** START OF Data for processing **

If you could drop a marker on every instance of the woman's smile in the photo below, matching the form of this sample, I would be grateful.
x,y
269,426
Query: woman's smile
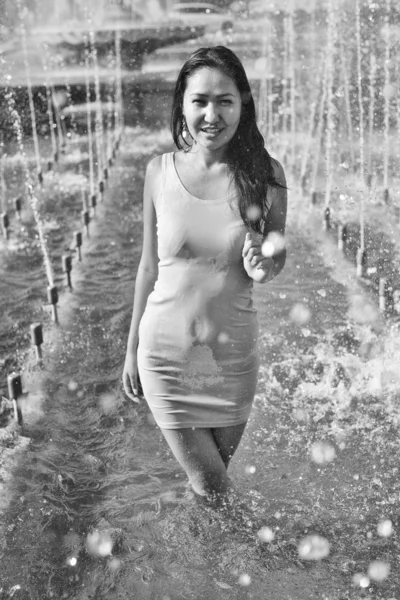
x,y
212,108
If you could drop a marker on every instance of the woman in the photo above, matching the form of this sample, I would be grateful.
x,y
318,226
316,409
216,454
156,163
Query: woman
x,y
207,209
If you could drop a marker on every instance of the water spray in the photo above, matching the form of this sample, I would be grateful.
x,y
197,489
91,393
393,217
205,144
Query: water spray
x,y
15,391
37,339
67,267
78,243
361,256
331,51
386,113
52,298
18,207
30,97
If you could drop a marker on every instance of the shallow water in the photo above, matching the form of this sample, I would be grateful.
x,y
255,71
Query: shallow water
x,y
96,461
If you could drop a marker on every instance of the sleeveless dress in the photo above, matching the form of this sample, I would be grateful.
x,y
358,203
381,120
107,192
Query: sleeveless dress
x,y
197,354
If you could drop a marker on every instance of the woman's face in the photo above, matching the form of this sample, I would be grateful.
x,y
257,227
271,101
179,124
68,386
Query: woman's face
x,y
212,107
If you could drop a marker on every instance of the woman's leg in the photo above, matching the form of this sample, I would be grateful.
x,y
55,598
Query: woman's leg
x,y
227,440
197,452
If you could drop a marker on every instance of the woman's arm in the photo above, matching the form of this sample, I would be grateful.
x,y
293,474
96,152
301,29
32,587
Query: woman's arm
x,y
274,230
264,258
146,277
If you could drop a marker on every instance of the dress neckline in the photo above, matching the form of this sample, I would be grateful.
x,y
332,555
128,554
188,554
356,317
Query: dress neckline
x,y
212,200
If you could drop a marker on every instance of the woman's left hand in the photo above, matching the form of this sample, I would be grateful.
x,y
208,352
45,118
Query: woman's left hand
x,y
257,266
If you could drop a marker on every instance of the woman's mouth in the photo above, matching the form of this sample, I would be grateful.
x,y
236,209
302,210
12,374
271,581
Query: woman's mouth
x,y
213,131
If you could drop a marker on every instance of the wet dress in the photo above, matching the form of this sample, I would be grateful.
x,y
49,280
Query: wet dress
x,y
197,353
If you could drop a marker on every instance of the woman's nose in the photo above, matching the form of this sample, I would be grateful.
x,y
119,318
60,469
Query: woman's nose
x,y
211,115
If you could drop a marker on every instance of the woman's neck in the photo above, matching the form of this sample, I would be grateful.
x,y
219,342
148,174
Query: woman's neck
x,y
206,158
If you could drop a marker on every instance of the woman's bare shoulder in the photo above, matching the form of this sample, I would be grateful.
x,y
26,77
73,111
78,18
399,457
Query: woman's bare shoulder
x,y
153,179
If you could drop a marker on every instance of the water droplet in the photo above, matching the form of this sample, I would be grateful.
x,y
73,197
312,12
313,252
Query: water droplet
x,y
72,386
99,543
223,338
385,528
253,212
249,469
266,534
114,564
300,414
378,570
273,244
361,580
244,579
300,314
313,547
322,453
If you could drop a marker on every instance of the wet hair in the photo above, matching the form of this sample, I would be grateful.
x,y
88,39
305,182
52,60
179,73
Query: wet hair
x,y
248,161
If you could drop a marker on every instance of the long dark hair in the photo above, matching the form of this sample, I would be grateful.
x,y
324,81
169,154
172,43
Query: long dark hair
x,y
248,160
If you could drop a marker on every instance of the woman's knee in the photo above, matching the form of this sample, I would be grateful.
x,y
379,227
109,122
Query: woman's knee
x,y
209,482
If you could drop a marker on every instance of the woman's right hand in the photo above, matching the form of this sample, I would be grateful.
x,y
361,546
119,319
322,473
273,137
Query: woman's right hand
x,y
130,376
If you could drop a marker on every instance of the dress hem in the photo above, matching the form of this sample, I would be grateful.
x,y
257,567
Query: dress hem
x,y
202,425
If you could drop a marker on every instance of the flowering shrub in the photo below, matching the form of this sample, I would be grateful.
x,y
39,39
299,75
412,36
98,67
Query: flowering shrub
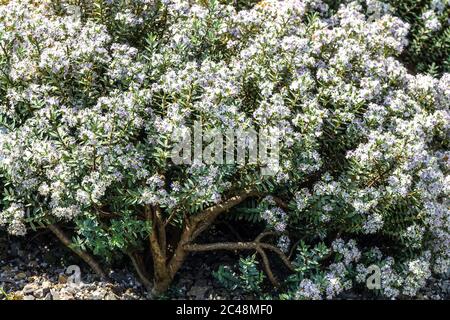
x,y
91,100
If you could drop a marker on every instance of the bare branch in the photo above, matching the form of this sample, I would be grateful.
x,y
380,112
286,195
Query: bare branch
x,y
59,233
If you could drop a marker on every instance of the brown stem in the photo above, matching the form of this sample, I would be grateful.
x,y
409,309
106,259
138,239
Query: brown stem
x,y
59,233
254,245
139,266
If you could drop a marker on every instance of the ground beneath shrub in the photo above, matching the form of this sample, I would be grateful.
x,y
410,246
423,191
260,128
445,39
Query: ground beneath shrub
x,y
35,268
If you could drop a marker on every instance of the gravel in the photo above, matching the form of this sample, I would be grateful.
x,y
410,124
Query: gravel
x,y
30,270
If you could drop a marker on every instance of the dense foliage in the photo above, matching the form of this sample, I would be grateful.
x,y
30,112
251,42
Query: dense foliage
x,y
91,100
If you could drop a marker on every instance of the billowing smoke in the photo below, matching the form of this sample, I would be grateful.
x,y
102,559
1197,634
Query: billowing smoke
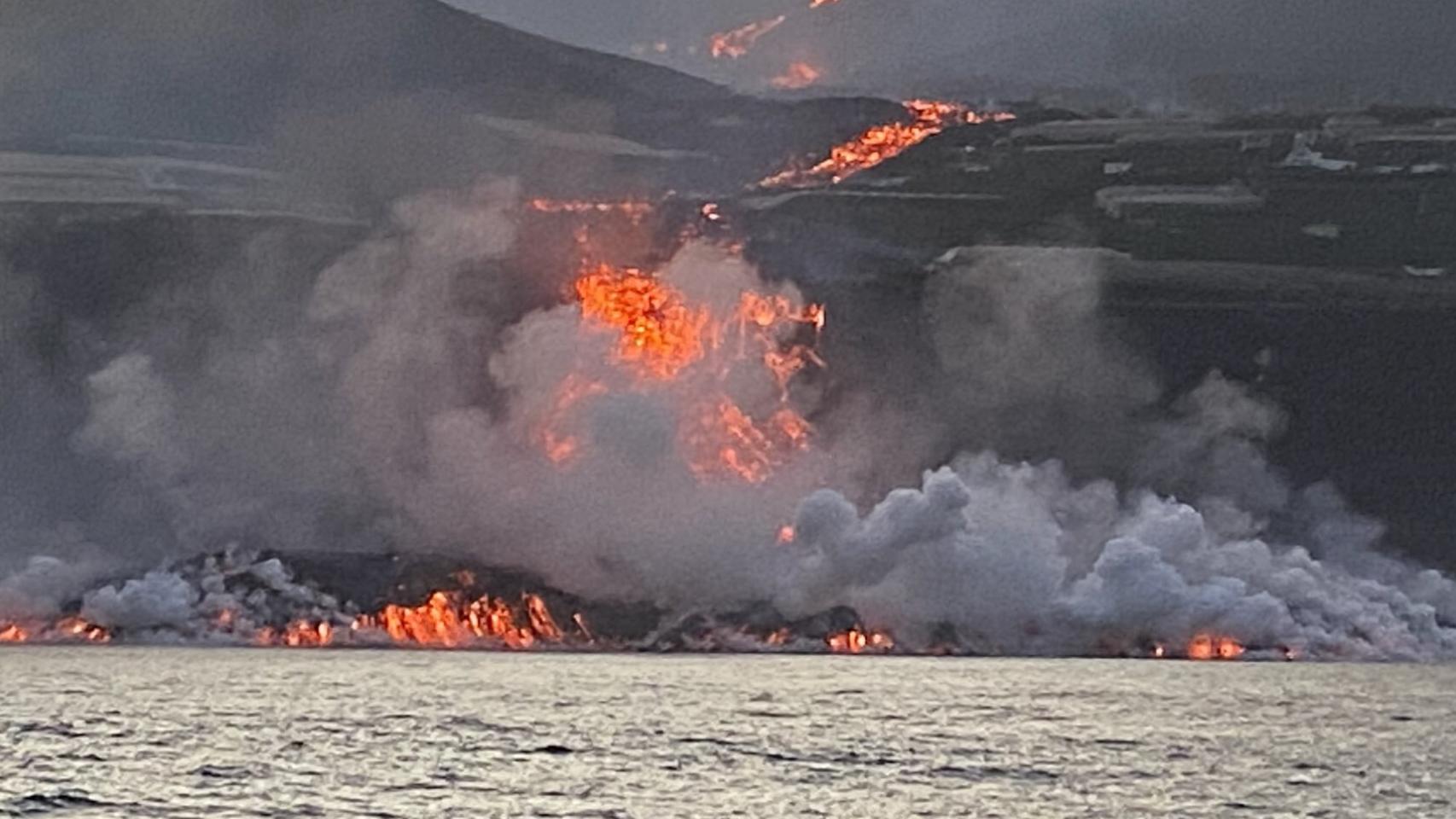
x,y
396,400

** END OF Data for processing **

In the records above, find the line containing "the woman's knee", then please restate it and each line after it word for word, pictures excluded.

If you could drop a marker on every instance of the woman's knee in the photo above, matching the form of this sample, I would be grateful.
x,y
379,227
109,122
Query: woman's knee
x,y
209,482
If you could drop a marker on every instance of the woman's right hand in the photo above, matching the form of this sample, I would be grateful.
x,y
361,546
119,319
322,473
273,137
Query: woman's right hand
x,y
130,376
If you could drop a marker on every instance of the dress hem in the photo above, matching the form of this sample, I would be grateful.
x,y
257,567
Query: dress hem
x,y
202,425
If you could drop a marker on every instance of the flowering shrub in the photo below, matching the form of this sample, I would be grateful.
x,y
39,39
299,75
412,36
98,67
Query: flowering shrub
x,y
91,100
If you could drop a marker on every instance of the bare branch in the photo above, matching the form of this sample, I would be grateful.
x,y
380,112
286,195
Query: bare branch
x,y
59,233
If you could drop a marker on every instance of the brown stem in the photo above, matching the form of this sample, I would be grateful.
x,y
409,309
106,259
138,239
Query: brown stem
x,y
59,233
254,245
139,266
If you could drop a marker on every instance of the ground beneath shrub in the photo above, matching the form of this sample, I would be grateful.
x,y
410,246
423,191
260,128
445,39
Query: ground beneath shrub
x,y
35,268
If you could drop a marker on every instance of the gravel in the photo above, matching the form of this sample, I would be grateful.
x,y
410,124
Query: gravel
x,y
30,270
If you could drop a marker on every instance of the dense foliage in the photo above, matching the form of this sample, I would be grateful.
x,y
30,112
251,42
Query: dense foliage
x,y
91,100
If you could drop a marker on every instance of the billowing smoke in the photo below, matching the form of this sample, I would be grateful.
x,y
102,559
1197,634
Query: billowing smoke
x,y
396,400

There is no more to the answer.